» Your instructions
In the forum thread below about Yi and the Bucks, which player does the projected Bucks lineup place at each position?

» Document segment

□ □ □ □ □ □ □

But, Chinese officials? Have you seen how close Chicago and Milwaukee are? He's not far from a very large population of Chinese immigrants. But I wish Harris would have used the pick for someone else.


----------



## BigMac

http://blogs.jsonline.com/nbadraft/archive/2007/06/28/yi-claims-he-s-happy-to-be-a-buck.aspx


----------



## woodsboy

If Yi stays with the Bucks, the lineup will look like this: 

PG: Mo Williams
SG: Redd
SF: CharlieV
PF: Yi
C: Bogut

Charlie proved in Toronto that he could play the 3, because he often played it with Bosh at the 4. He can shoot 3's, post up smaller SF's, rebound from that spot, and if you've got a pair of 7 footers underneath, it's okay if his guy beats him off the dribble from time to time. 

However, if he can's play, they'll run Charlie or Yi as the primary backup in the frontcourt (I'd imagine it's Yi for a while) with Patterson or Simmons at the 3. 

If they can work with Charlie at the 3, you're looking at a frontcourt of 6'11", 7', and 7'. 

I'm hoping the Bucks manage to get rid of Yi before camp. I think Yi is going to be a bust. He's got some nice things going for him, but he seems overrated. I'm worried the Bucks took the guy that everyone else was pretending they wanted.


----------



## yaontmac

Yi didn't smile shouldn't be taken to mean he was disappointed. He's 19 in a foreign country and probably didn't know where Milwaukee was anyways. Ask any American on the street where Milwaukee is, you think they know? I think if Yi cares about himself professionally as a player, he should stay in Milwaukee. The last thing he needs is thousands of Chinese fans mobbing him everywhere he goes. Yao hated it when that happened. It is a huge distraction. In Milwaukee, Yi can concentrate on bball 100%.


----------



## King Sancho Fantastic

Yi should ger traded to the Lakers. He would be reunites Sun Yue, and he could play the 4 to Odoms 3. :biggrin:


----------



## Free Arsenal

Hey, here's some encouragement about Yi not looking happy...

Yi himself may be excited about playing in the NBA, but if those above him, his handlers are unhappy, he may have much unneeded pressure to be the one to pursue a trade or demand one.

I don't think Yi cares where he goes, because the team that drafted him definitely wants him, I just think the reason he didn't look happy was because the people who are supposedly handling his situation are more interested in money than in him playing basketball.


----------



## Mavs Dude

Well right now it doesn't matter what Yi wants, his rights belong to his Chinese team for this year. If they want to they can keep him on their team, though if they do, then he would be able to come over next year which could work because it gives him more time to improve.


----------



## Free Arsenal

I hope the Bucks don't trade him no matter what demands are made, either play in Milwaukee or go back to China.

□ □ □ □ □ □ □

» Source material

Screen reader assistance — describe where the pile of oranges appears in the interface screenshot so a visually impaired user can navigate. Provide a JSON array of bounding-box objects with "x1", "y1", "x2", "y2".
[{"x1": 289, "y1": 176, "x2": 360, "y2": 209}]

□ □ □ □ □ □ □

» Answer to this task
PG: Mo Williams
SG: Redd
SF: CharlieV
PF: Yi
C: Bogut